**WHAT YOU NEED TO DO:** When scanning the data, count every line with "Target" in it, and report only the resulting number.

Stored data
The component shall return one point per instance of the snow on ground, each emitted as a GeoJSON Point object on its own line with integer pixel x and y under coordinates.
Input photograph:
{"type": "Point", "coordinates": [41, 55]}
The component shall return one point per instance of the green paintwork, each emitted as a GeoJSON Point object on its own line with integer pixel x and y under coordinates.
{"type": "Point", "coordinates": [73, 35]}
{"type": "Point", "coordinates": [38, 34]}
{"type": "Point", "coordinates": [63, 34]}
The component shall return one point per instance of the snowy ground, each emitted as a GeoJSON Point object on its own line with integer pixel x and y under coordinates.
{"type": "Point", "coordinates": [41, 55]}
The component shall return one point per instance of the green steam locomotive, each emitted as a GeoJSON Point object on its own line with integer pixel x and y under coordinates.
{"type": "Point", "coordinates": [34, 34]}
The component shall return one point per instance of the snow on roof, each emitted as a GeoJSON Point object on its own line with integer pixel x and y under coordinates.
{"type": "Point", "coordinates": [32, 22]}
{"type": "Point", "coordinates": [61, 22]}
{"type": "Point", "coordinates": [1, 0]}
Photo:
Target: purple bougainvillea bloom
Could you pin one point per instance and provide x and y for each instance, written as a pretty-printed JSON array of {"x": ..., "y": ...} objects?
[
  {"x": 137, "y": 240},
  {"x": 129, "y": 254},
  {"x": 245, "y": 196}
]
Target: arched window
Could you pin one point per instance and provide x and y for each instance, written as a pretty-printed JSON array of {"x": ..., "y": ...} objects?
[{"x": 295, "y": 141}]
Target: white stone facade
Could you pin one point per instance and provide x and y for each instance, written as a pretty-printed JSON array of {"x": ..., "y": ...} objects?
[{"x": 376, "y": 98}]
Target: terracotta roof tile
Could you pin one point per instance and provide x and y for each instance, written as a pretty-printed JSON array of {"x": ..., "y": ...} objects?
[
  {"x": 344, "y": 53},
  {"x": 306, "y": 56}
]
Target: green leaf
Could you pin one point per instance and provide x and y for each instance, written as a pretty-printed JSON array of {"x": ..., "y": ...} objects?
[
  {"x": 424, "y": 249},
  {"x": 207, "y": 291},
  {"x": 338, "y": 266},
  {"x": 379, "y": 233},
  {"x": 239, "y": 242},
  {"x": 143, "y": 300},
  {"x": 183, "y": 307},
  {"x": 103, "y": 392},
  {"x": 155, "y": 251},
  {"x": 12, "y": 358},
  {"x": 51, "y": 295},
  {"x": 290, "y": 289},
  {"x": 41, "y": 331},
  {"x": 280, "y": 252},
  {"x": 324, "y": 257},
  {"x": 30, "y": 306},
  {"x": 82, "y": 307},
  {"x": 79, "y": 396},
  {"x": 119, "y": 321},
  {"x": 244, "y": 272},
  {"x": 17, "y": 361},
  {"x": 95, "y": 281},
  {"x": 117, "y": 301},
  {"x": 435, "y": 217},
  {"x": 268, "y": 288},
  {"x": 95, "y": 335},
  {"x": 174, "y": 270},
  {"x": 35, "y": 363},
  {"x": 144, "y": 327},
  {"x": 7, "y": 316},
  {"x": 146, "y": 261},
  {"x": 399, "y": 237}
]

**EXERCISE RESULT:** 5